**What this task involves**
Please put every line of the records below into a JSON list of strings, one string per line, leaving out any blank lines.
++++ Exercise material ++++
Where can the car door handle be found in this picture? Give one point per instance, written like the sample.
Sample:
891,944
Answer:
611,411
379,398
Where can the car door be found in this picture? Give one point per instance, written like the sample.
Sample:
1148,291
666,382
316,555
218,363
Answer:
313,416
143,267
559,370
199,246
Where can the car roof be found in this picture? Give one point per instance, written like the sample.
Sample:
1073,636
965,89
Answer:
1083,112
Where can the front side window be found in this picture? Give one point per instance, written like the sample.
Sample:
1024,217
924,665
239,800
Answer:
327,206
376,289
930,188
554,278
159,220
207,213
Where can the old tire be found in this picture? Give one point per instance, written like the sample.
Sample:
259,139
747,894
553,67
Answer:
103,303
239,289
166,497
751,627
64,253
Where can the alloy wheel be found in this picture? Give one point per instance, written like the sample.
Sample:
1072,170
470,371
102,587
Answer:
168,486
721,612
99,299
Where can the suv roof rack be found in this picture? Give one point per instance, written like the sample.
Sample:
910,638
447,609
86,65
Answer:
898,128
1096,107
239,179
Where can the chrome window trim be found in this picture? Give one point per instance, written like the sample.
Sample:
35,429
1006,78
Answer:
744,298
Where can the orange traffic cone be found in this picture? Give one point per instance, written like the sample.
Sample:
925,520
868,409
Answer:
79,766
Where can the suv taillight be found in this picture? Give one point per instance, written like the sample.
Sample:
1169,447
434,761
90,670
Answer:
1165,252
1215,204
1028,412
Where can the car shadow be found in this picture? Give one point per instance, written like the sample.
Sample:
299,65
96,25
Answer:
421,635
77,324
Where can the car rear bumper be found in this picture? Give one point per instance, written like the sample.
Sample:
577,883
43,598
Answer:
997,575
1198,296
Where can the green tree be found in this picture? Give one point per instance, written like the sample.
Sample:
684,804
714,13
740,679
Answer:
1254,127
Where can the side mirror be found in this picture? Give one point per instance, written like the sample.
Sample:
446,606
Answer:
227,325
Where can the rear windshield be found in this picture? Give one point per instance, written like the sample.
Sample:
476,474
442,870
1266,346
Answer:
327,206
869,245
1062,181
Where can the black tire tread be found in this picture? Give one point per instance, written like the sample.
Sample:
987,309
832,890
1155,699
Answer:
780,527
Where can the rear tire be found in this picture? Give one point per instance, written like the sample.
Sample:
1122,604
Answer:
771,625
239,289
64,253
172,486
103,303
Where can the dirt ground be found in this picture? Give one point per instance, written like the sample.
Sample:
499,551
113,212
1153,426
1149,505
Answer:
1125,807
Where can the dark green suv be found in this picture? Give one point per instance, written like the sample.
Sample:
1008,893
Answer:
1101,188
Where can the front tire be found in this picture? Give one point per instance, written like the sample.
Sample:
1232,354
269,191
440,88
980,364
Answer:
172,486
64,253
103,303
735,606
++++
**Solution to this problem**
[
  "Where can the car door handle be found in this picture? Give one point per instance, written like the sample.",
  "Sample:",
  "891,944",
  "Answer:",
  "611,411",
  "379,398",
  "Where can the car door be found in this picture? Give one point per instance, written like the sample.",
  "Sample:",
  "1148,291",
  "666,382",
  "316,555",
  "218,363",
  "Answer:",
  "313,416",
  "143,267",
  "559,370",
  "199,246",
  "Where can the car roof be found in this picture? Give one point per instance, written like the sample.",
  "Sample:",
  "1073,636",
  "965,89",
  "Answer:",
  "1083,112",
  "Where can the front side window be found in this picture? Give one point per instance, written like the sample.",
  "Sample:",
  "1024,217",
  "924,665",
  "239,800",
  "Answer:",
  "327,206",
  "376,289",
  "930,188",
  "554,278",
  "159,220",
  "207,213",
  "Where can the old tire be found in this picture? Give one point per instance, written like the sample.",
  "Sample:",
  "259,139",
  "747,894",
  "553,67",
  "Answer:",
  "103,303",
  "239,289",
  "166,497",
  "751,627",
  "64,253",
  "Where can the alloy wheel be found in this picture? Give one point per instance, written like the sample.",
  "Sample:",
  "1072,170",
  "470,371",
  "102,587",
  "Answer:",
  "168,486",
  "721,612",
  "99,299",
  "Where can the suv roof rack be found in this picture? Give one point per instance, written like the sample.",
  "Sample:",
  "910,638",
  "447,609",
  "86,65",
  "Answer:",
  "898,128",
  "1096,107",
  "239,179",
  "Where can the chrome window trim be found in this picture? Give one point per instance, written like the sample.",
  "Sample:",
  "35,429",
  "1006,78",
  "Answer:",
  "744,298",
  "Where can the orange traffic cone be found in this picture? Give one point per instance, written like the sample.",
  "Sample:",
  "925,520",
  "868,409",
  "Answer:",
  "79,766",
  "Where can the suv taillight be found in this picture? Give one point per instance, written like the sample.",
  "Sample:",
  "1169,447",
  "434,761",
  "90,670",
  "Answer:",
  "1165,252",
  "1215,204",
  "1028,412",
  "Where can the car shadow be found in this picture? Give one point per instance, written like the sample.",
  "Sample:",
  "299,65",
  "96,25",
  "Answer:",
  "421,635",
  "77,324",
  "Where can the car rear bumper be found in this picture? Give one point per instance, written like the sample.",
  "Sample:",
  "577,883",
  "43,598",
  "Answer:",
  "997,575",
  "1198,296",
  "Where can the green tree be found in this picture? Give one point per instance, written like the sample.",
  "Sample:",
  "684,804",
  "714,13",
  "740,679",
  "Answer:",
  "1254,127",
  "Where can the side mirror be found in this picture? Give one point per instance, written like the sample.",
  "Sample:",
  "446,606",
  "Answer:",
  "227,325",
  "Where can the rear windshield be found in this picture? Give one point per instance, written like the sample.",
  "Sample:",
  "476,474",
  "442,870",
  "1266,346",
  "Answer:",
  "327,206",
  "869,245",
  "1062,181",
  "Where can the black tire tread be found in this picture? Give one point per instance, written like the sample.",
  "Sample:",
  "987,309",
  "832,890",
  "1155,699",
  "Answer:",
  "780,527",
  "Where can the rear tire be found in this picture? Give one point per instance, written like the sample.",
  "Sample:",
  "1122,604",
  "Answer:",
  "771,625",
  "239,289",
  "64,253",
  "172,486",
  "103,303",
  "Where can the dirt ground be found in this picture? Give one point per instance, written like the sample.",
  "Sample:",
  "499,551",
  "113,212",
  "1153,426",
  "1149,505",
  "Answer:",
  "1125,807",
  "Where can the dark green suv be found in this picture? Give one point per instance, written like the sample.",
  "Sample:",
  "1008,893",
  "Answer:",
  "1101,188",
  "Where can the front tire be found in this picture? Give one point per instance, written like the sample.",
  "Sample:",
  "1232,354",
  "269,191",
  "440,88",
  "980,364",
  "Answer:",
  "172,486",
  "64,253",
  "103,303",
  "735,606"
]